▸ **Extrait fourni**:
============================================================

Puis, après l’accord de l’anesthésiste et du chirurgien, il pourra rentrer à son domicile, avec une prescription d’antalgiques et un rendez-vous de consultation avec son chirurgien.

Le matériel d’urétéroscopie

REPÈRES

Le rôle de l’IDE circulante

L’IDE circulante ou panseuse veille à la bonne mise à disposition des matériels et à leur bon fonctionnement. Zoom sur certaines vérifications et démarches indispensables (liste non exhaustive) :

→ colonne d’endoscopie : allumage, présence et fonctionnement des deux caméras (pour la cystoscopie puis l’urétéroscopie), bon état de marche du moniteur de lumière froide ;

→ fonctionnement de la pompe : pression adaptée, liquide correctement chauffé. Vérifier la présence permanente de liquide en per-opératoire ;

→ présence de tous les DMS nécessaires, du matériel sous double emballage (intégrité, péremption…) ;

→ laser : bouton d’arrêt d’urgence en état de fonctionnement, intégrité de la lentille du pare-feu ; effectuer la remise à zéro de l’énergie totale avant le début de la procédure puis appliquer les paramètres souhaités par le chirurgien. Le générateur doit toujours être en position d’attente lors de l’introduction de la fibre dans l’urétéroscope afin d’éviter un tir intempestif qui pourrait le détériorer. Noter les paramètres du laser dans le dossier patient ;

→ la fibre : vérifier son intégrité en effectuant deux tests (un avec un microscope et l’autre en la raccordant au laser), en cas d’utilisation de fibres re-stérilisables (dix fois maximum). Pendant le geste, il faut impérativement surveiller que la pointe de la fibre sorte à l’extrémité de l’urétéroscope et apparaisse dans le champ visuel afin de ne pas endommager ce dernier au moment du tir. Faire une coupe franche de la fibre régulièrement en per-opératoire ainsi qu’à la fin du geste ;

→ urétéroscope : vérifier la présence de flexibilités gauche et droite totales en pré, per, et post-opératoire. En fin d’intervention, réalisation d’un test à l’air voire à l’eau si doute sur le premier, afin de s’assurer que l’urétéroscope n’ait pas été endommagé pendant le geste.

REPÈRES

Les informations au patient

→ Sur le déroulement de l’opération et les complications éventuelles (lire ci-dessous).

→ Sur les effets indésirables et suites post-opératoires : une douleur en urinant due à l’intervention ou à la présence d’une sonde JJ est normale ; des douleurs lombaires ; présence de sang dans les urines, habituelle dans les jours qui suivent l’intervention, fréquente en cas de sonde JJ ; envies fréquentes et urgentes d’uriner.

============================================================

Éléments d'un jeu de données
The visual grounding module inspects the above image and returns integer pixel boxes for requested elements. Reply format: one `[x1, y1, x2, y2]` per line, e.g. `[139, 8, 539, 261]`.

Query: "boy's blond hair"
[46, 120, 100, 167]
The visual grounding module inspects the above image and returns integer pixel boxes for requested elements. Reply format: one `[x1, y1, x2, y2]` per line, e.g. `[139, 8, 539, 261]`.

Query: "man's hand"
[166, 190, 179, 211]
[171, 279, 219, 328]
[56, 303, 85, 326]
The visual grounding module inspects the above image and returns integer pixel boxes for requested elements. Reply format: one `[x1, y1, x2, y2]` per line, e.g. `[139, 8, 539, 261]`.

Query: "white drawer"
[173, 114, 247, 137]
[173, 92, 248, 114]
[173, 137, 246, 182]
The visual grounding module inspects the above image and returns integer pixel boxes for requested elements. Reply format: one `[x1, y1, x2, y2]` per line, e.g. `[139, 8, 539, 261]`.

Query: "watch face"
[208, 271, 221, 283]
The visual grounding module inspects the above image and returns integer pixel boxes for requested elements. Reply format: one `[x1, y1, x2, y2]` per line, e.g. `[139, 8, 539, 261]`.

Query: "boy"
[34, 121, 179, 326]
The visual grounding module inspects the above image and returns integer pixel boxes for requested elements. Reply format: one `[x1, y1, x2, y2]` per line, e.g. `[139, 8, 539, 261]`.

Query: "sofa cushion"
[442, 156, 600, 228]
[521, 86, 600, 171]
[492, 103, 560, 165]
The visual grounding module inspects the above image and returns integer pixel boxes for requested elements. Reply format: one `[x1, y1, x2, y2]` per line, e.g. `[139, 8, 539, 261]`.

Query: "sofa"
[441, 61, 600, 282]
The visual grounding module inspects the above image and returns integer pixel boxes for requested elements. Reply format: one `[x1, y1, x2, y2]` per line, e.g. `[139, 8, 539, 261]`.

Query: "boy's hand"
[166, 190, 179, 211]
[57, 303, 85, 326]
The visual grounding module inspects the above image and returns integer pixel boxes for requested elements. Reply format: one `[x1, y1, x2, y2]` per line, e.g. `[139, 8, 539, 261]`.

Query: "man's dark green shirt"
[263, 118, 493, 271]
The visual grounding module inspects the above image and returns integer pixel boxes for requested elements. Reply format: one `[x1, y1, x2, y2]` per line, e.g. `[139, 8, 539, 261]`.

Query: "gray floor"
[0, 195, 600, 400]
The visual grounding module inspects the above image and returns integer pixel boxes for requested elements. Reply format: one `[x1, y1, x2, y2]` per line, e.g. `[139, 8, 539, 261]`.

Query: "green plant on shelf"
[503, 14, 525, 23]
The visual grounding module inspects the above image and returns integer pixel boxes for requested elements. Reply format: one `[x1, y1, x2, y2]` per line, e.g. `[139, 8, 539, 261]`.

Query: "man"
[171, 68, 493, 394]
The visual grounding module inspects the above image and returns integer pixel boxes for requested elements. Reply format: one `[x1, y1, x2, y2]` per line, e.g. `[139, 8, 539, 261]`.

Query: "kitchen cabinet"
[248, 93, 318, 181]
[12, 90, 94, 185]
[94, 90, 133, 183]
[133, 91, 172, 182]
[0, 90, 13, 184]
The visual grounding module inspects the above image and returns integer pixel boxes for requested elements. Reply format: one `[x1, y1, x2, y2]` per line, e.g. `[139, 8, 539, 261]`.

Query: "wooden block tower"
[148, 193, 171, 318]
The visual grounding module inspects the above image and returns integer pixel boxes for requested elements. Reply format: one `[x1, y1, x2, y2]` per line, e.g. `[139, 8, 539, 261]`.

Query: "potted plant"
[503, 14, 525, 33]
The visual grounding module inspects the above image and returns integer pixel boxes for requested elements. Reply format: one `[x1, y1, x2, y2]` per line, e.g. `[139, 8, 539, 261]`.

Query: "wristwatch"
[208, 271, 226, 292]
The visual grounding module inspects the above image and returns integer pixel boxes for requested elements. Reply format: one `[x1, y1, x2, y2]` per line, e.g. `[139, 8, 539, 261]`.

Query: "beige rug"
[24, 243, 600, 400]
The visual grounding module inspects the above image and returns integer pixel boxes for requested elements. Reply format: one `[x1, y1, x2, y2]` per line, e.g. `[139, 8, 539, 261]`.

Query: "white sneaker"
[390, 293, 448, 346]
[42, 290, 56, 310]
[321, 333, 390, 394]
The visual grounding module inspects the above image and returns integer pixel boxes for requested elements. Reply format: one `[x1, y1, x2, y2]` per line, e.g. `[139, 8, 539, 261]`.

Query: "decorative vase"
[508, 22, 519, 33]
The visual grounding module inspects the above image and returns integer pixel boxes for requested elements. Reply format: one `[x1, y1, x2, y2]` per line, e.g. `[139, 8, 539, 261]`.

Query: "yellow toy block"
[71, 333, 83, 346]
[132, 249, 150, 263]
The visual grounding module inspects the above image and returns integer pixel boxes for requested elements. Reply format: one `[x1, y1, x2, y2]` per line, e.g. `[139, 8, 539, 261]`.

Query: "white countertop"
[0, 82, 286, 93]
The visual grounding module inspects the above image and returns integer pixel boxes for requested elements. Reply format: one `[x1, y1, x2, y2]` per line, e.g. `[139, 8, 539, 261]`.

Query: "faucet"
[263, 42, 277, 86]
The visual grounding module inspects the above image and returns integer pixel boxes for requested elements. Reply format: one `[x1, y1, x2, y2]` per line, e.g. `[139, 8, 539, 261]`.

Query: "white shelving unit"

============================================================

▸ **Consigne de travail 1**:
Prélevez dans l'extrait, sans la modifier, la partie qui commence par "Puis, après l’accord" et se poursuit jusqu'à "avec son chirurgien.".
▸ **Consigne de travail 2**:
Répondez à ces questions à partir de l'extrait :
(a) Combien de fois au maximum une fibre re-stérilisable peut-elle être utilisée ?
(b) Dans quelle position le générateur doit-il se trouver lors de l'introduction de la fibre dans l'urétéroscope ?
(c) Quelle prescription le patient reçoit-il pour son retour à domicile ?
Les lignes forment un matériau distinct de l'extrait.

▸ **Résultat attendu 1**:
Puis, après l’accord de l’anesthésiste et du chirurgien, il pourra rentrer à son domicile, avec une prescription d’antalgiques et un rendez-vous de consultation avec son chirurgien.

▸ **Résultat attendu 2**:
(a) Une fibre re-stérilisable peut être utilisée dix fois au maximum.
(b) Le générateur doit toujours être en position d'attente.
(c) Le patient reçoit une prescription d'antalgiques.